* [Given task 1] Can you write out everything in the Hadoop directory setup steps from "Create the new" down to "configured in yarn-site.xml.", word for word?
* [Given task 2] Will you repeat everything in the records from the line containing "If you could indicate the police" down to the line containing "point(170, 193)", with both of those lines included and nothing changed?

* [Source extract]
-----

Create the new directories and set permissions:

$ sudo -u hdfs hadoop fs -mkdir -p /tmp/hadoop-yarn/staging/history/done_intermediate
$ sudo -u hdfs hadoop fs -chown -R mapred:mapred /tmp/hadoop-yarn/staging
$ sudo -u hdfs hadoop fs -chmod -R 1777 /tmp
$ sudo -u hdfs hadoop fs -mkdir -p /var/log/hadoop-yarn
$ sudo -u hdfs hadoop fs -chown yarn:mapred /var/log/hadoop-yarn

Note: You need to create /var/log/hadoop/yarn because it is the parent of /var/log/hadoop-yarn/apps which is explicitly configured in yarn-site.xml.

-----

* [Materials provided]
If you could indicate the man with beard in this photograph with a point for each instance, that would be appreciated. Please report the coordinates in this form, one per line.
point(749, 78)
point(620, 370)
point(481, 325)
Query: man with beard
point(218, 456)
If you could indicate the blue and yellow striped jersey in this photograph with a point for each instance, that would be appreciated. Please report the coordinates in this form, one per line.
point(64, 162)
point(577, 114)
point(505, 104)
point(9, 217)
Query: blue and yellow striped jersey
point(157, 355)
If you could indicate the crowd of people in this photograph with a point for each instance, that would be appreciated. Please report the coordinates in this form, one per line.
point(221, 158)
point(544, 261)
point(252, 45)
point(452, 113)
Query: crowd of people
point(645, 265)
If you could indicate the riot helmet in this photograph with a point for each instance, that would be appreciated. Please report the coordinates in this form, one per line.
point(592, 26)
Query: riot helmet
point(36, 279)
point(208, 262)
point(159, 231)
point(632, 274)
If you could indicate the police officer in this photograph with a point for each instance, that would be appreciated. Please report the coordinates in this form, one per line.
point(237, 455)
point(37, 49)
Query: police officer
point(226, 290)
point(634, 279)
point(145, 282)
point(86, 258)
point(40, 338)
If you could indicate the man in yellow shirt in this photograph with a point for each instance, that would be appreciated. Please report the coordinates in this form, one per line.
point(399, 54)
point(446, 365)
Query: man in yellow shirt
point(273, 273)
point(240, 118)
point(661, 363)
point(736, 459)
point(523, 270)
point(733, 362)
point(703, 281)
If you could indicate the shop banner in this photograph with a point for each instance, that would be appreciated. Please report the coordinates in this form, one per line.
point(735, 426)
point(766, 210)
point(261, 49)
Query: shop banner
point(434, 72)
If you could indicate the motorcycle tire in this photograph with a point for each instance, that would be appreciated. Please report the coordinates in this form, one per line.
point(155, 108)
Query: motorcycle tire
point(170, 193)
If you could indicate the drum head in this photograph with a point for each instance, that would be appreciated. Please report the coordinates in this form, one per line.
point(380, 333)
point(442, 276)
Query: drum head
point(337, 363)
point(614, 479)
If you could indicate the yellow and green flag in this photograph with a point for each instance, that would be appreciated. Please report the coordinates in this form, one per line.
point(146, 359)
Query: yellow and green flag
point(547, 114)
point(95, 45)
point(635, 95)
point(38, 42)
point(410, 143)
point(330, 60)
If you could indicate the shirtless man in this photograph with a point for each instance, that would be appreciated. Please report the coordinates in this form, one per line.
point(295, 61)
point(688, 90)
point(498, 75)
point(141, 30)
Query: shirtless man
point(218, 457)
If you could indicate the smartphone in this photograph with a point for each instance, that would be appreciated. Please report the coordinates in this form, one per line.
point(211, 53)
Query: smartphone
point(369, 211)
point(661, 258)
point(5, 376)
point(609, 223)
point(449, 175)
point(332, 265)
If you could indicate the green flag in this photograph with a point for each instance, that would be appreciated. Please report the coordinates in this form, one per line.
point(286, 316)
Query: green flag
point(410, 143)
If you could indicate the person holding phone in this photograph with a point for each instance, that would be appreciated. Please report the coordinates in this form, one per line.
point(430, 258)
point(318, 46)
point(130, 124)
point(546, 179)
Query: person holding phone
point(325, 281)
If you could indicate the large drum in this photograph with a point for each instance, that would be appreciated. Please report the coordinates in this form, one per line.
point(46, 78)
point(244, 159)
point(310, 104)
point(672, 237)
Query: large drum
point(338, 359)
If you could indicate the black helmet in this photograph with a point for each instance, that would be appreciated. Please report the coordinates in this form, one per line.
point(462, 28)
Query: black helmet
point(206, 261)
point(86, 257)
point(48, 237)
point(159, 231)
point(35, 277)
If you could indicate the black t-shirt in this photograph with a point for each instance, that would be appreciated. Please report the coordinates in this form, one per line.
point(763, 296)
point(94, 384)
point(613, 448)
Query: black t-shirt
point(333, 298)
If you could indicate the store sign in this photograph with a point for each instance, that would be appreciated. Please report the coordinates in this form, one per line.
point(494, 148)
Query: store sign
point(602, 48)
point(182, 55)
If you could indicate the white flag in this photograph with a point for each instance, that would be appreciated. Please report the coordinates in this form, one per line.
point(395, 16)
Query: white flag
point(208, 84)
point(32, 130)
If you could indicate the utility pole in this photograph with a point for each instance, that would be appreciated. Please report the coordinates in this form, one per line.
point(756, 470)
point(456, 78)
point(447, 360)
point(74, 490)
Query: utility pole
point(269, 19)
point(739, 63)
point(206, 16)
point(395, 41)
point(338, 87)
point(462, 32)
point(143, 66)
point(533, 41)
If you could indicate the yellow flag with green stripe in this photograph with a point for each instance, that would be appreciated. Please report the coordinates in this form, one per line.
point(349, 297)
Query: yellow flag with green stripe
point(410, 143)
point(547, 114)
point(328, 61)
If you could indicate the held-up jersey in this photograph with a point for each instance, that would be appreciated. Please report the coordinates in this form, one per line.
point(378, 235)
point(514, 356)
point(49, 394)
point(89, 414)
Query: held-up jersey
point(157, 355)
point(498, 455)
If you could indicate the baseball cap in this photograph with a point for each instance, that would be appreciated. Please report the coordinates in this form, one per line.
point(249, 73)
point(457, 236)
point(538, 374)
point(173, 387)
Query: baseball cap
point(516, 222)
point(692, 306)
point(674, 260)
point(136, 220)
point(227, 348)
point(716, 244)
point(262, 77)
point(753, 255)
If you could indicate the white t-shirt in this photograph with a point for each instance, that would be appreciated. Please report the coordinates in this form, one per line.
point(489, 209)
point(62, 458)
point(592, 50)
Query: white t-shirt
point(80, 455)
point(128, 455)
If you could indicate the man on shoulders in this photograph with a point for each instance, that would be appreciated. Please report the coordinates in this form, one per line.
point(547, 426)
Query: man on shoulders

-----

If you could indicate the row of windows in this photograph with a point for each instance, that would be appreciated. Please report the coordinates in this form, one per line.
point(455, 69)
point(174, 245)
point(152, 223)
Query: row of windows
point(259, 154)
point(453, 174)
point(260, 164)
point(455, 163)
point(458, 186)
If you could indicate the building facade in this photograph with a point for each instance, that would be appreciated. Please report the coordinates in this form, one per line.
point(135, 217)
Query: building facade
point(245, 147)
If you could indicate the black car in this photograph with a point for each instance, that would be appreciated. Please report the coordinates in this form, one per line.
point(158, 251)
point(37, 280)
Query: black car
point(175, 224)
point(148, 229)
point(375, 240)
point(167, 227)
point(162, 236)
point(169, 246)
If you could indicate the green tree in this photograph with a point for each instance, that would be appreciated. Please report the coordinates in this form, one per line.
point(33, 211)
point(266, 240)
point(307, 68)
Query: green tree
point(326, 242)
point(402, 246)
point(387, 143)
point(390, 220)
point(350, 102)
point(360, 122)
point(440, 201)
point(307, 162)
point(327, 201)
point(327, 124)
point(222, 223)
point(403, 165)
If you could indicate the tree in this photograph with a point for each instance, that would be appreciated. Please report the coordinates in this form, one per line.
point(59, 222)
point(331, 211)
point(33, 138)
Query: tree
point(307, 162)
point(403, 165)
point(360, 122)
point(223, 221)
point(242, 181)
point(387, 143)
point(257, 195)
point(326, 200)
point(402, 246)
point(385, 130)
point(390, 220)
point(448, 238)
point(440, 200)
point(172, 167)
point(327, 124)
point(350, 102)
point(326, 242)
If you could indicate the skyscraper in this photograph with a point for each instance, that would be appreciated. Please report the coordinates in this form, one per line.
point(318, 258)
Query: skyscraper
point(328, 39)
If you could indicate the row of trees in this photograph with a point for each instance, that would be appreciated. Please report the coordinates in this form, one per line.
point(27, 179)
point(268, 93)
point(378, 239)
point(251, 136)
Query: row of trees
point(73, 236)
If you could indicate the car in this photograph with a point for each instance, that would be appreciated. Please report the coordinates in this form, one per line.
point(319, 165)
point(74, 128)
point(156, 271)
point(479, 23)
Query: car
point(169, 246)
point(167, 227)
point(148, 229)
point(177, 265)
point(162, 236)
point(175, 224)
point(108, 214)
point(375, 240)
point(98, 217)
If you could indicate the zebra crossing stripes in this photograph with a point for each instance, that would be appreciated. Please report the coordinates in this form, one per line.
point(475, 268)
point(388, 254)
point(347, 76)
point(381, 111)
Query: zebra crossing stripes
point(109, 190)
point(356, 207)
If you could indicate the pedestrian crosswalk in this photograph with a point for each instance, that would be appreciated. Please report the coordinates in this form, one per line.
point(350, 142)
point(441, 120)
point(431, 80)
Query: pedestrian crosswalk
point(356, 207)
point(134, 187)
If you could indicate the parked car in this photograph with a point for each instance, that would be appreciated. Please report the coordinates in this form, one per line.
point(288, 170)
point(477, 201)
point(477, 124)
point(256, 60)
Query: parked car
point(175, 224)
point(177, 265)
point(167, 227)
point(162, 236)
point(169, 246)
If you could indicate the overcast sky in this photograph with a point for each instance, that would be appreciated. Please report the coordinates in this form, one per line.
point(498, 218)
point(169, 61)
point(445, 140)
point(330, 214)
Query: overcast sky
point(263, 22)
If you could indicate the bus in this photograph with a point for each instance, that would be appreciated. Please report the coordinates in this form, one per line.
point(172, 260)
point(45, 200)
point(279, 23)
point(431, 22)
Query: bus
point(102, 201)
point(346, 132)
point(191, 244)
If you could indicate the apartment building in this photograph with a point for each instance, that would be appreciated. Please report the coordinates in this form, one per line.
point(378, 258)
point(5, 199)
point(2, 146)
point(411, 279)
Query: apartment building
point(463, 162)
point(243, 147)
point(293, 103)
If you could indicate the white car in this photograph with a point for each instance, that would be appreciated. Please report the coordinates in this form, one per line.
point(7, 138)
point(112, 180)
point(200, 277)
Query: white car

-----

* [Complete output 1]
Create the new directories and set permissions:

$ sudo -u hdfs hadoop fs -mkdir -p /tmp/hadoop-yarn/staging/history/done_intermediate
$ sudo -u hdfs hadoop fs -chown -R mapred:mapred /tmp/hadoop-yarn/staging
$ sudo -u hdfs hadoop fs -chmod -R 1777 /tmp
$ sudo -u hdfs hadoop fs -mkdir -p /var/log/hadoop-yarn
$ sudo -u hdfs hadoop fs -chown yarn:mapred /var/log/hadoop-yarn

Note: You need to create /var/log/hadoop/yarn because it is the parent of /var/log/hadoop-yarn/apps which is explicitly configured in yarn-site.xml.

* [Complete output 2]
If you could indicate the police officer in this photograph with a point for each instance, that would be appreciated. Please report the coordinates in this form, one per line.
point(237, 455)
point(37, 49)
Query: police officer
point(226, 290)
point(634, 279)
point(145, 282)
point(86, 258)
point(40, 338)
If you could indicate the man in yellow shirt in this photograph with a point for each instance, that would be appreciated. Please report the coordinates in this form, one per line.
point(399, 54)
point(446, 365)
Query: man in yellow shirt
point(273, 273)
point(240, 118)
point(661, 363)
point(736, 459)
point(523, 270)
point(733, 362)
point(703, 281)
If you could indicate the shop banner in this photograph with a point for each instance, that would be appreciated. Please report the coordinates in this form, one per line.
point(735, 426)
point(766, 210)
point(261, 49)
Query: shop banner
point(434, 72)
If you could indicate the motorcycle tire in this photograph with a point for each instance, that would be appreciated. Please report the coordinates in this form, one per line.
point(155, 108)
Query: motorcycle tire
point(170, 193)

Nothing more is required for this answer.